**Given problem**.
Render every line of the data below as a Markdown table with two columns, No. and Entry: give each row its number and one line of the data, skipping any blank lines.

[A run of records]
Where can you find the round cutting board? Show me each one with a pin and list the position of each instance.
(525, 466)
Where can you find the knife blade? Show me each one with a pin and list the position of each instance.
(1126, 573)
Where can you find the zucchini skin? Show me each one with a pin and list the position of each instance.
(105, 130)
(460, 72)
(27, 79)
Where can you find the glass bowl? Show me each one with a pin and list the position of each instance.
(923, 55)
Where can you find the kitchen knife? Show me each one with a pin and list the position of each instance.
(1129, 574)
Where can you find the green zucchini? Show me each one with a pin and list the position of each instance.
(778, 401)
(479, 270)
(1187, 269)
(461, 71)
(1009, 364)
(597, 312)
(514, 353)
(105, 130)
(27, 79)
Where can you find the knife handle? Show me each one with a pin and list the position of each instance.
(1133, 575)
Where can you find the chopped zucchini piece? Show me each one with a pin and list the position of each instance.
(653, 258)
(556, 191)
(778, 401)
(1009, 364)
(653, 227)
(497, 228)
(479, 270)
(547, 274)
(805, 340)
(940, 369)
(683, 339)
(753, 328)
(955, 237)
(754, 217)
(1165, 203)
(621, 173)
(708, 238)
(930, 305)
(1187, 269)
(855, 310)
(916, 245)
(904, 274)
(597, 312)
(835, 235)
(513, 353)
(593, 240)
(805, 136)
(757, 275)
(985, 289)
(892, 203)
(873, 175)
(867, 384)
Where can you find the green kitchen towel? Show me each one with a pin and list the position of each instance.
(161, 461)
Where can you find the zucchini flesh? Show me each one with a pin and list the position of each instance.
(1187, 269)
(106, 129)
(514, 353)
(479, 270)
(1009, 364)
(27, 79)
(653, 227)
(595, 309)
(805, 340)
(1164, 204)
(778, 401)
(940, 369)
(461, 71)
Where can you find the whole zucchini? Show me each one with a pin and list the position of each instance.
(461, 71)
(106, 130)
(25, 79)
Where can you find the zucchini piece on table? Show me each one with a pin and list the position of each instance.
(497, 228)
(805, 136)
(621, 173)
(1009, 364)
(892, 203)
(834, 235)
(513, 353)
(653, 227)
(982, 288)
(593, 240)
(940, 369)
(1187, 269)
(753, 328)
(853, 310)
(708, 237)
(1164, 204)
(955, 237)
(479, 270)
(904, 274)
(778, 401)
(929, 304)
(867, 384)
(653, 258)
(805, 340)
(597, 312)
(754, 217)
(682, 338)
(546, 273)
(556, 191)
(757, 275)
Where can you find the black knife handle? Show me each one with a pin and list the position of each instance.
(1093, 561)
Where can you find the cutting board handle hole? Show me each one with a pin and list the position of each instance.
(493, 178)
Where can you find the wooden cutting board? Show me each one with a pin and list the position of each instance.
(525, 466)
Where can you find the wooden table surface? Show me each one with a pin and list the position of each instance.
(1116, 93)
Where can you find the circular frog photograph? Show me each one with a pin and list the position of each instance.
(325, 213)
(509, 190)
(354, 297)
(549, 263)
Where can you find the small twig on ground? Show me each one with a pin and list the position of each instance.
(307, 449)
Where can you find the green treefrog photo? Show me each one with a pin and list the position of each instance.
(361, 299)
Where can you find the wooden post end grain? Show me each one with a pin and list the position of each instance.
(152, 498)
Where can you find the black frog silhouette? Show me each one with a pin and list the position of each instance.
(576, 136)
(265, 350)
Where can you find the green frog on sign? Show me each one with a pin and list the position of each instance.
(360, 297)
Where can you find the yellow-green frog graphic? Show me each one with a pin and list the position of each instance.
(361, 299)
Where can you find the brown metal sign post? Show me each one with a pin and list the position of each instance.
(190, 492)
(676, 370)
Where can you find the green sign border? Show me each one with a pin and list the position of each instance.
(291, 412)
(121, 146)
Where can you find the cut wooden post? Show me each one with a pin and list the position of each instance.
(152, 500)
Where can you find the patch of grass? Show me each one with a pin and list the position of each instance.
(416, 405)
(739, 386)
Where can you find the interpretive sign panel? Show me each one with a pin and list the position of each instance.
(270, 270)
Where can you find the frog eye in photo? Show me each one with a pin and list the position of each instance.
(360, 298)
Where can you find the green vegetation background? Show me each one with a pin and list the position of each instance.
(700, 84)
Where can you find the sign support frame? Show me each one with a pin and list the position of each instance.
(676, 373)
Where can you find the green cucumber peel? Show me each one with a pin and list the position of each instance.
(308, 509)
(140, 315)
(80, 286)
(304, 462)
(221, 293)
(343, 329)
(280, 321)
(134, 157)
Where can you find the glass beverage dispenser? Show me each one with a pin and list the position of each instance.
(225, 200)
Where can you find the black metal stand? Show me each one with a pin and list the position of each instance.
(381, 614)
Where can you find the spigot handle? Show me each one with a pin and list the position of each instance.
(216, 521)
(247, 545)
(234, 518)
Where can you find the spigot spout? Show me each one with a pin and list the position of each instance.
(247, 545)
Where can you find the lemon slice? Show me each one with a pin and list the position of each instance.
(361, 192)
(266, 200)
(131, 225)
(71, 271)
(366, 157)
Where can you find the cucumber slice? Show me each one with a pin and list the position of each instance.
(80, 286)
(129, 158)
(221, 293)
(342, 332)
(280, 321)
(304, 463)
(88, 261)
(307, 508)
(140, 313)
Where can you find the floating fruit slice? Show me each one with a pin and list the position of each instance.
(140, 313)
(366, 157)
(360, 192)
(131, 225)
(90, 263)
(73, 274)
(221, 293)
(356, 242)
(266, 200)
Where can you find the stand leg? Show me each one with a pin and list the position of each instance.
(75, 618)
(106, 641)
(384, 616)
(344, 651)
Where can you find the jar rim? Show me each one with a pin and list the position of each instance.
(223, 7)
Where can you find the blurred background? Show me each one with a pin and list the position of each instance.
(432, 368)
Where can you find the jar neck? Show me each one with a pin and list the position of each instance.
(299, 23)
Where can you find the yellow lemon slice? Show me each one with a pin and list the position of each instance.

**Full response**.
| No. | Entry |
|---|---|
| 1 | Where can you find the round cutting board? Show me each one with a pin and list the position of each instance. |
| 2 | (525, 466) |
| 3 | Where can you find the knife blade? Show me each one with a pin and list the position of each instance. |
| 4 | (1126, 573) |
| 5 | Where can you find the zucchini skin? Show me each one with a pin and list the position of each instance. |
| 6 | (105, 130) |
| 7 | (460, 72) |
| 8 | (27, 79) |
| 9 | Where can you find the glass bowl? Show me each one with a pin and list the position of each instance. |
| 10 | (923, 55) |
| 11 | Where can you find the kitchen knife? Show me each one with a pin and list the position of each instance. |
| 12 | (1129, 574) |
| 13 | Where can you find the green zucchini? Show me each one with a pin and list the position of each instance. |
| 14 | (778, 401) |
| 15 | (479, 270) |
| 16 | (1187, 269) |
| 17 | (461, 71) |
| 18 | (1009, 364) |
| 19 | (597, 312) |
| 20 | (514, 353) |
| 21 | (105, 130) |
| 22 | (27, 79) |
| 23 | Where can you find the knife handle? Show me each one with a pin and list the position of each instance. |
| 24 | (1133, 575) |
| 25 | Where can you find the chopped zucchini piece? Show me each one with a pin and list the position of each instance. |
| 26 | (653, 258) |
| 27 | (556, 191) |
| 28 | (778, 401) |
| 29 | (1009, 364) |
| 30 | (653, 227) |
| 31 | (497, 228) |
| 32 | (479, 270) |
| 33 | (547, 274) |
| 34 | (805, 340) |
| 35 | (940, 369) |
| 36 | (683, 339) |
| 37 | (753, 328) |
| 38 | (955, 237) |
| 39 | (754, 217) |
| 40 | (1165, 203) |
| 41 | (621, 173) |
| 42 | (708, 238) |
| 43 | (930, 305) |
| 44 | (1187, 269) |
| 45 | (855, 310) |
| 46 | (916, 245) |
| 47 | (904, 274) |
| 48 | (597, 312) |
| 49 | (835, 235) |
| 50 | (513, 353) |
| 51 | (593, 240) |
| 52 | (805, 136) |
| 53 | (757, 275) |
| 54 | (985, 289) |
| 55 | (892, 203) |
| 56 | (873, 175) |
| 57 | (867, 384) |
| 58 | Where can you find the green kitchen towel? Show me each one with a pin and list the position of each instance. |
| 59 | (161, 461) |
| 60 | Where can you find the zucchini flesh? Show me each one with a pin and list the position of each instance. |
| 61 | (1187, 269) |
| 62 | (106, 129) |
| 63 | (514, 353) |
| 64 | (479, 270) |
| 65 | (1009, 364) |
| 66 | (27, 79) |
| 67 | (653, 227) |
| 68 | (595, 309) |
| 69 | (805, 340) |
| 70 | (1164, 204) |
| 71 | (778, 401) |
| 72 | (940, 369) |
| 73 | (461, 71) |
| 74 | Where can you find the whole zucchini? Show me each one with a pin and list the position of each instance. |
| 75 | (461, 71) |
| 76 | (106, 130) |
| 77 | (25, 79) |
| 78 | Where can you find the zucchini piece on table? Show me each one with a pin and list the position of each instance. |
| 79 | (497, 228) |
| 80 | (805, 136) |
| 81 | (621, 173) |
| 82 | (1009, 364) |
| 83 | (892, 203) |
| 84 | (834, 235) |
| 85 | (513, 353) |
| 86 | (653, 227) |
| 87 | (982, 288) |
| 88 | (593, 240) |
| 89 | (940, 369) |
| 90 | (1187, 269) |
| 91 | (753, 328) |
| 92 | (853, 310) |
| 93 | (708, 237) |
| 94 | (1164, 204) |
| 95 | (955, 237) |
| 96 | (479, 270) |
| 97 | (904, 274) |
| 98 | (778, 401) |
| 99 | (929, 304) |
| 100 | (867, 384) |
| 101 | (653, 258) |
| 102 | (805, 340) |
| 103 | (597, 312) |
| 104 | (754, 217) |
| 105 | (682, 338) |
| 106 | (546, 273) |
| 107 | (556, 191) |
| 108 | (757, 275) |
| 109 | Where can you find the black knife handle? Show me each one with a pin and list the position of each instance. |
| 110 | (1093, 561) |
| 111 | Where can you find the cutting board handle hole? Show me each one with a pin and list the position of each instance. |
| 112 | (493, 178) |
| 113 | Where can you find the wooden cutting board? Show me each one with a pin and list the position of each instance. |
| 114 | (525, 466) |
| 115 | Where can you find the wooden table surface? Show me each one with a pin and list the position of each instance. |
| 116 | (1116, 93) |
| 117 | Where can you find the circular frog photograph? Show me each one with a pin and list the position of each instance. |
| 118 | (325, 213) |
| 119 | (509, 190) |
| 120 | (354, 297) |
| 121 | (549, 263) |
| 122 | Where can you find the small twig on ground? Show me each one with a pin and list the position of each instance. |
| 123 | (307, 449) |
| 124 | Where can you find the green treefrog photo? Show me each one with a pin and list the position of each instance. |
| 125 | (361, 299) |
| 126 | Where can you find the wooden post end grain? Show me each one with a pin and list the position of each instance. |
| 127 | (152, 498) |
| 128 | Where can you find the black frog silhouette? Show me each one with a pin and list the position of each instance. |
| 129 | (576, 136) |
| 130 | (265, 350) |
| 131 | Where can you find the green frog on sign? Show me each one with a pin and list the position of each instance. |
| 132 | (360, 297) |
| 133 | Where can you find the yellow-green frog graphic? Show me each one with a pin and list the position of each instance. |
| 134 | (361, 299) |
| 135 | Where can you find the brown metal sign post? Show me each one with a pin and list the position of each instance. |
| 136 | (190, 492) |
| 137 | (676, 370) |
| 138 | Where can you find the green sign border? Show me each one with a pin and list the position of each instance. |
| 139 | (291, 412) |
| 140 | (121, 146) |
| 141 | Where can you find the cut wooden post? Show me each one with a pin and list the position of each instance. |
| 142 | (152, 500) |
| 143 | Where can you find the patch of grass? Show me each one with a pin and list the position of each instance. |
| 144 | (416, 405) |
| 145 | (739, 386) |
| 146 | Where can you find the interpretive sign panel? Show me each one with a pin and list the position of each instance. |
| 147 | (270, 270) |
| 148 | Where can you find the frog eye in photo? Show me each one with a pin and list the position of each instance. |
| 149 | (360, 298) |
| 150 | Where can you find the green vegetation background? Show me each one with a pin and list the position of each instance. |
| 151 | (700, 84) |
| 152 | Where can you find the sign support frame? Show me each one with a pin and list the position of each instance. |
| 153 | (676, 373) |
| 154 | Where can you find the green cucumber peel? Show me each one with a pin and list the position of each instance. |
| 155 | (308, 509) |
| 156 | (140, 315) |
| 157 | (80, 286) |
| 158 | (304, 462) |
| 159 | (221, 293) |
| 160 | (343, 329) |
| 161 | (280, 321) |
| 162 | (134, 157) |
| 163 | Where can you find the glass beverage dispenser? Show me each one with a pin and list the position of each instance. |
| 164 | (225, 200) |
| 165 | Where can you find the black metal stand? Show me each one with a pin and list the position of each instance. |
| 166 | (381, 614) |
| 167 | Where can you find the spigot handle? Show me each one with a pin and list the position of each instance. |
| 168 | (216, 521) |
| 169 | (247, 545) |
| 170 | (234, 518) |
| 171 | Where can you find the spigot spout? Show me each one with a pin and list the position of each instance. |
| 172 | (247, 545) |
| 173 | Where can you find the lemon slice? Show me each one with a pin and list the position of each instance. |
| 174 | (361, 192) |
| 175 | (266, 200) |
| 176 | (131, 225) |
| 177 | (71, 271) |
| 178 | (366, 157) |
| 179 | Where can you find the cucumber slice? Show me each one with a pin and list the position of each instance. |
| 180 | (80, 286) |
| 181 | (129, 158) |
| 182 | (221, 293) |
| 183 | (342, 332) |
| 184 | (280, 321) |
| 185 | (304, 463) |
| 186 | (88, 261) |
| 187 | (307, 508) |
| 188 | (140, 313) |
| 189 | Where can you find the floating fruit slice? Show me each one with a pin and list the position of each instance. |
| 190 | (140, 313) |
| 191 | (366, 157) |
| 192 | (360, 192) |
| 193 | (131, 225) |
| 194 | (90, 263) |
| 195 | (73, 274) |
| 196 | (221, 293) |
| 197 | (356, 242) |
| 198 | (266, 200) |
| 199 | Where can you find the stand leg? Show me each one with a pin and list the position of each instance. |
| 200 | (75, 618) |
| 201 | (106, 641) |
| 202 | (384, 616) |
| 203 | (344, 651) |
| 204 | Where can you find the jar rim? Show me each one with a pin and list the position of each instance. |
| 205 | (223, 7) |
| 206 | Where can you find the blurred background? Show me each one with a pin and list the position of each instance. |
| 207 | (432, 368) |
| 208 | Where can you find the jar neck? Show me each one with a pin and list the position of each instance. |
| 209 | (299, 23) |
| 210 | Where can you find the yellow lemon slice? Show me each one with a pin and list the position of each instance. |